▶ Description of the task: Starting at the top of the entries below, write out each line up to and including the one containing "positive clicks: (1, 15) (60, 30) (1, 5)". Leave the pictures out.

▶ Records provided:

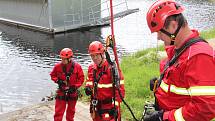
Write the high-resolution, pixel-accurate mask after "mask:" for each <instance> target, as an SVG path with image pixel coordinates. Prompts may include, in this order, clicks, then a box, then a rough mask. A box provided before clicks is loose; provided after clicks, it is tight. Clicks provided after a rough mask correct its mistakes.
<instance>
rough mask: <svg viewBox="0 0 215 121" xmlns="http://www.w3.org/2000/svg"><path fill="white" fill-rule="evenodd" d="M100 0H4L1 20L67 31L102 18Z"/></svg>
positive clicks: (1, 15) (60, 30) (1, 5)
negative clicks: (11, 21) (23, 23)
mask: <svg viewBox="0 0 215 121" xmlns="http://www.w3.org/2000/svg"><path fill="white" fill-rule="evenodd" d="M100 3H101V0H0V20H2V19H3V20H12V21H13V22H15V23H24V24H27V25H33V26H41V27H44V28H45V31H47V30H48V31H49V30H50V31H64V30H68V29H72V28H78V27H80V26H81V25H86V24H88V23H90V22H92V21H95V20H96V19H100V18H101V12H100V10H101V4H100ZM67 27H68V28H67ZM28 28H31V27H28ZM44 28H42V30H43V29H44ZM34 29H37V28H34ZM52 29H54V30H52Z"/></svg>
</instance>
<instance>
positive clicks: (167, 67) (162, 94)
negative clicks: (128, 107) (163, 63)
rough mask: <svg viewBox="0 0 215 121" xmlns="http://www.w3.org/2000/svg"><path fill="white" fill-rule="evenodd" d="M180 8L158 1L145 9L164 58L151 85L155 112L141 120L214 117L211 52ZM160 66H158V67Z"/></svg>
mask: <svg viewBox="0 0 215 121" xmlns="http://www.w3.org/2000/svg"><path fill="white" fill-rule="evenodd" d="M183 11H184V7H183V6H182V5H179V4H178V3H176V2H175V1H173V0H158V1H156V2H155V3H154V4H153V5H152V6H151V7H150V8H149V10H148V13H147V18H146V19H147V23H148V27H149V29H150V30H151V32H152V33H153V32H156V33H157V38H158V40H162V41H164V45H165V49H166V52H167V55H168V58H167V59H166V61H162V63H164V62H165V66H163V67H161V71H162V74H161V76H160V79H159V81H158V83H156V81H155V83H154V86H155V85H156V84H158V86H155V87H156V89H155V90H154V93H155V99H156V101H155V102H156V109H157V110H156V111H154V112H149V113H146V115H145V117H144V121H162V120H163V121H210V120H212V119H213V118H215V108H214V107H215V57H214V50H213V48H212V47H211V46H209V44H208V43H207V42H206V41H204V40H203V39H202V38H200V37H199V33H198V31H197V30H192V29H190V28H189V26H188V23H187V21H186V19H185V18H184V16H183V14H182V12H183ZM161 65H162V64H161Z"/></svg>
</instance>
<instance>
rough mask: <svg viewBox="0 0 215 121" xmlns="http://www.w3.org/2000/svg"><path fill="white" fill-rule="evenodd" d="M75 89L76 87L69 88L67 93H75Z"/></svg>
mask: <svg viewBox="0 0 215 121" xmlns="http://www.w3.org/2000/svg"><path fill="white" fill-rule="evenodd" d="M76 90H77V88H76V87H74V86H73V87H70V88H69V90H68V93H70V94H72V93H74V92H76Z"/></svg>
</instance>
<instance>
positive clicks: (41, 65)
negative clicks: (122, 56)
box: [0, 0, 215, 113]
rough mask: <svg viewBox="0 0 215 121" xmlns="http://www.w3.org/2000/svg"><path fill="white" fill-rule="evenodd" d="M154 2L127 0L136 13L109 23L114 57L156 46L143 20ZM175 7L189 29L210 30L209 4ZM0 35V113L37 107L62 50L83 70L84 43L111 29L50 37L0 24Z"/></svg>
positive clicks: (51, 85) (151, 35) (210, 22)
mask: <svg viewBox="0 0 215 121" xmlns="http://www.w3.org/2000/svg"><path fill="white" fill-rule="evenodd" d="M153 1H154V0H153ZM153 1H149V0H129V1H128V6H129V8H140V12H138V13H134V14H132V15H129V16H126V17H125V18H122V19H120V20H118V21H116V22H115V23H114V25H115V35H116V41H117V47H118V50H119V55H122V54H127V53H132V52H136V51H137V50H141V49H145V48H149V47H155V46H156V44H157V40H156V37H155V35H153V34H152V35H151V33H150V31H149V29H148V28H147V25H146V21H145V15H146V12H147V9H148V7H149V6H150V4H152V2H153ZM180 3H183V4H185V7H186V8H188V9H187V10H186V11H185V16H186V17H187V18H188V22H189V23H190V26H191V27H194V28H197V29H199V30H201V31H202V30H205V29H209V28H211V27H214V26H215V15H214V13H215V12H214V11H215V7H214V4H212V3H208V2H202V1H195V0H181V1H180ZM0 31H1V33H0V65H1V66H0V78H1V79H0V86H1V88H0V113H4V112H8V111H12V110H15V109H18V108H21V107H23V106H26V105H30V104H34V103H38V102H40V101H41V99H42V97H44V96H46V95H49V94H50V92H51V91H54V90H55V88H56V85H55V84H54V83H53V82H52V81H51V80H50V77H49V73H50V71H51V69H52V67H53V66H54V64H55V63H56V62H58V61H59V58H58V53H59V51H60V50H61V49H62V48H64V47H70V48H72V49H73V51H74V53H75V57H74V60H76V61H78V62H79V63H80V64H81V65H82V67H83V68H84V69H86V68H87V66H88V64H89V63H90V62H91V61H90V58H89V56H88V54H87V47H88V45H89V43H90V42H92V41H94V40H104V38H105V37H106V36H107V35H109V34H110V28H109V27H106V28H102V29H101V28H97V29H91V30H88V31H78V32H73V33H66V34H60V35H56V36H50V35H46V34H42V33H39V32H33V31H27V30H24V29H21V28H14V27H9V26H6V25H3V24H0Z"/></svg>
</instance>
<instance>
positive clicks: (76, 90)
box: [50, 48, 84, 121]
mask: <svg viewBox="0 0 215 121" xmlns="http://www.w3.org/2000/svg"><path fill="white" fill-rule="evenodd" d="M72 57H73V52H72V50H71V49H69V48H64V49H62V50H61V52H60V58H61V62H59V63H57V64H56V65H55V66H54V68H53V70H52V72H51V73H50V75H51V79H52V80H53V81H54V82H55V83H57V84H58V87H59V89H58V90H57V96H56V102H55V114H54V121H62V119H63V114H64V111H65V109H66V105H67V110H66V120H67V121H74V115H75V105H76V102H77V99H78V93H77V89H78V88H79V87H80V86H81V85H82V84H83V82H84V73H83V70H82V68H81V66H80V64H78V63H77V62H75V61H74V60H72Z"/></svg>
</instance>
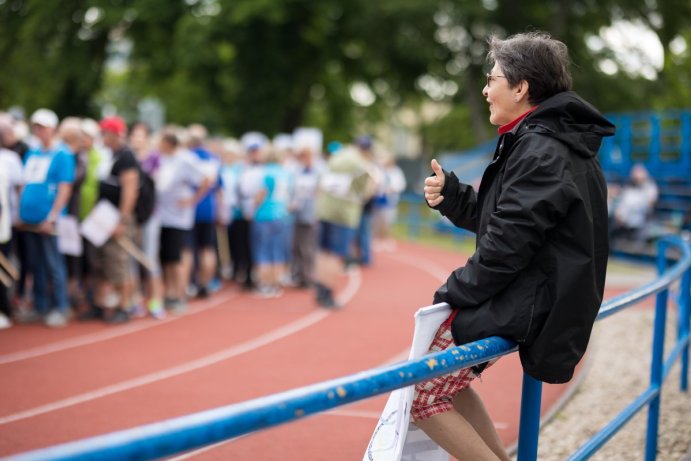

▶ Task result:
Write the high-resolution, pixel-accurate mask after "mask:" for each <instance> target, as an SVG path with image pixel coordinates. Prompts may include, in this order, clicks, then a box, then a rough mask. A box provided before clicks is loose; provided after clicks, it is tight. Clicks provided after a rough mask correct its mistakes.
<instance>
rough mask: <svg viewBox="0 0 215 121" xmlns="http://www.w3.org/2000/svg"><path fill="white" fill-rule="evenodd" d="M100 0H4L1 20L67 31L102 18Z"/></svg>
positive clicks: (1, 15) (60, 30) (1, 5)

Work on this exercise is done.